→ Objective
Output every line of the material below verbatim, leaving the pictures out.

## start Records for the exercise

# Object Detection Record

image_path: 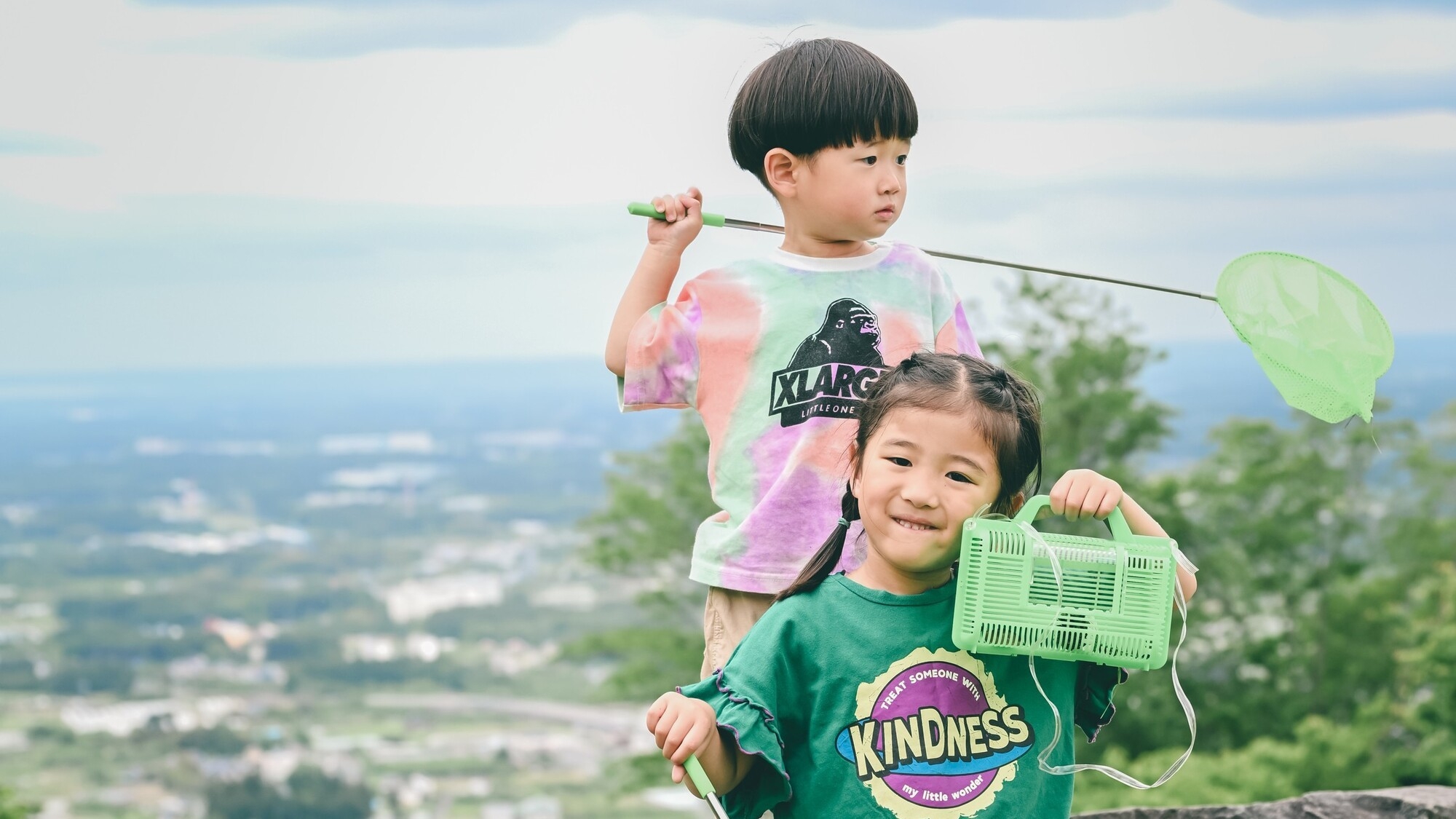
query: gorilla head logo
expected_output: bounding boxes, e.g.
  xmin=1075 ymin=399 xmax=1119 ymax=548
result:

## end Records for the exercise

→ Solution to this task
# Object Detection Record

image_path: 
query: gorilla head logo
expected_output: bounding boxes, e.g.
  xmin=1075 ymin=399 xmax=1119 ymax=548
result:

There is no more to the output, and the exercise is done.